▸ **Document extract**
#####

Cheaper than Green Hydrogen: Green Hydrogen is a combustible gas that is electrolyzed from water. Hydrogen uses the air from the atmosphere to burn. One of the paths to near-total decarbonization is electrifying the whole energy system and using clean renewable power. But electrifying the entire energy system would be difficult, or at least much more expensive than combining renewable generation with low-carbon fuels. Green hydrogen is one of several potential low-carbon fuels that could take the place of today’s fossil hydrocarbons.
HHO Brown’s Gas
Brown’s Gas is a combustible gas that is electrolyzed from water. Brown’s Gas does not use the air from the atmosphere to burn.
YBG HHO of Australia produce Brown’s Gas electrolyzers that have an electrical consumption of 3 kWh per 1,000 liters (Nm3cubic meter) of oxy-hydrogen gas produced.
NEL Hydrogen of Norway claim to be produce the lowest cost electrolyzers for Green Hydrogen with electrical consumption in the range of 3.8-4.4 kWh per 1,000 liters (Nm3 cubic meter) of hydrogen gas produced.
HHO Brown’s Gas is Cheaper than Green Hydrogen
Brown’s Gas electrolyzers are modular. A series of five 20000 L/hr machines produces 2,400 Nm3 cubic meters of zero emissions combustible gas daily.

#####

▸ **What to do**
Please write what comes next in the piece comparing Brown's Gas with green hydrogen, picking up after its last sentence. The records are separate material, unrelated to the piece comparing Brown's Gas with green hydrogen.

▸ **Records shown**
#####

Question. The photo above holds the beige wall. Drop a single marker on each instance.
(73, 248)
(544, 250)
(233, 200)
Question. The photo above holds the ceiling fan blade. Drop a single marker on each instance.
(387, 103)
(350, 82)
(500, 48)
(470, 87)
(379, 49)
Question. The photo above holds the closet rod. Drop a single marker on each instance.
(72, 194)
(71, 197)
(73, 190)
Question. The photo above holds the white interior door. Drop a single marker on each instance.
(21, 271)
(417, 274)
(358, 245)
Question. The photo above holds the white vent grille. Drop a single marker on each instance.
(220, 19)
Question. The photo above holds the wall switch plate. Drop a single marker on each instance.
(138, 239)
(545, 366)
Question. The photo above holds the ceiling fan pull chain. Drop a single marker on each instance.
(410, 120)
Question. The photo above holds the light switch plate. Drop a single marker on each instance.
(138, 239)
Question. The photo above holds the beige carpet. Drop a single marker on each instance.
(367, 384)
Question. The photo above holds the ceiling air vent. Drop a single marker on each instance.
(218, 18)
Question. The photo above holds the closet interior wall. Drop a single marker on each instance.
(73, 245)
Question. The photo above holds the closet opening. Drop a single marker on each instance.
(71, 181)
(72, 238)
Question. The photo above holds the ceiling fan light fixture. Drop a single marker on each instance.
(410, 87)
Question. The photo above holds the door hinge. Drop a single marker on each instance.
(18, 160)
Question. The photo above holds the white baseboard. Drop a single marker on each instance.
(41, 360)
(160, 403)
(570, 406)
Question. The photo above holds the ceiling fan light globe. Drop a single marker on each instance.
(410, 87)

#####

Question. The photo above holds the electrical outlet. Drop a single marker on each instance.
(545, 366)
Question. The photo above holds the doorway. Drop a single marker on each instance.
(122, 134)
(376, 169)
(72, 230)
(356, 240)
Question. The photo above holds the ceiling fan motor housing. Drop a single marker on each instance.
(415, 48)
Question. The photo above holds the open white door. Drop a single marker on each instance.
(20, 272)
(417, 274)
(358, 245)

#####

▸ **Result of this task**
Differentiation Brown’s Gas and Green Hydrogen
In the future when solid storage mediums are available to store combustible gases, Brown’s Gas will be on par with Green Hydrogen as a storage medium for electricity generated from renewables.
The future of Hydrogen for electrical generation depends on the development of solid storage mediums.
The use of Green Hydrogen for electrical power generation is not sensible from an economic point of view. Electricity is consumed to electrolyze water, and then the Hydrogen is stored (currently in tanks) and later converted back to electricity. It is a net loss of electricity.
In contrast Brown’s Gas is produced on-demand and used on-site.
So, Why is Green Hydrogen Such a Big Deal?
Theoretically, there are lots of useful things you can do with green hydrogen.
- You can add it to natural gas and burn it in thermal power or district heating plants, or to directly power fuel cells in cars and ships, for example.
- To start with, you can use it simply to replace the industrial hydrogen that gets made every year from natural gas and which amounts to around 10 million metric tons in the U.S. alone.
- The main problem with satisfying all these potential markets is in getting green hydrogen to where it is needed. Storing and transporting the highly flammable gas is not easy; it takes up a lot of space and has a habit of making steel pipes and welds brittle and prone to failure.
- Because of this, the bulk transport of hydrogen will require dedicated pipelines, which would be costly to build, pressurizing the gas, or cooling it to a liquid.
- Those last two processes are energy-intensive and would further dent green hydrogen’s already underwhelming round-trip efficiency.
Summary so far
Green Hydrogen needs transportation and storage, including safety protocols for the highly flammable gas. This involves building pipelines and pressurizing or liquifying the gas which makes it even more expensive.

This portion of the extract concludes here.